本文 –
====
なお,本社員総会の議事録作成者については,出席社員の互選により,代表社員甲が選任された。

議案 当社所有不動産に対する抵当権設定について議長から,代表社員甲がDに対して負担する1億円の債務について,これを被担保債権とする第一順位の抵当権を当社所有の東京都南区川野山○-○-○所在の土地一筆に設定したい旨の説明があり,これを議場に諮ったところ,全員異議なくこれを承認した。
 なお,代表社員甲は,特別利害関係人のため,決議に参加しなかった。
 以上をもって議事を終了したので,議長は閉会を宣言した。
 以上の決議を証するため,この議事録を作成し,議事録作成者が署名押印する。
平成××年××月××日
議事録作成者 代表社員甲 印

 

練習答案

以下刑法についてはその条数のみを示す。
====
出典抜粋 –
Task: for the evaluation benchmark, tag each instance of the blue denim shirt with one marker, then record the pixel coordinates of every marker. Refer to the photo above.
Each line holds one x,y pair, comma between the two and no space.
====
作業指示 –
1. 本文によると、議事録作成者には誰が選任されたか。
2. 本文のうち「なお,本社員総会の議事録作成」を含む語句で始まり「なお,代表社員甲は,特別利害関係人のため,決議に参加しなかった。」で終わる部分を、「代表社員甲」を「代表社員乙」に改名したうえで書き出せ。

各作業の結果 –
1. 代表社員甲が選任された。

2.
なお,本社員総会の議事録作成者については,出席社員の互選により,代表社員乙が選任された。

議案 当社所有不動産に対する抵当権設定について議長から,代表社員乙がDに対して負担する1億円の債務について,これを被担保債権とする第一順位の抵当権を当社所有の東京都南区川野山○-○-○所在の土地一筆に設定したい旨の説明があり,これを議場に諮ったところ,全員異議なくこれを承認した。
 なお,代表社員乙は,特別利害関係人のため,決議に参加しなかった。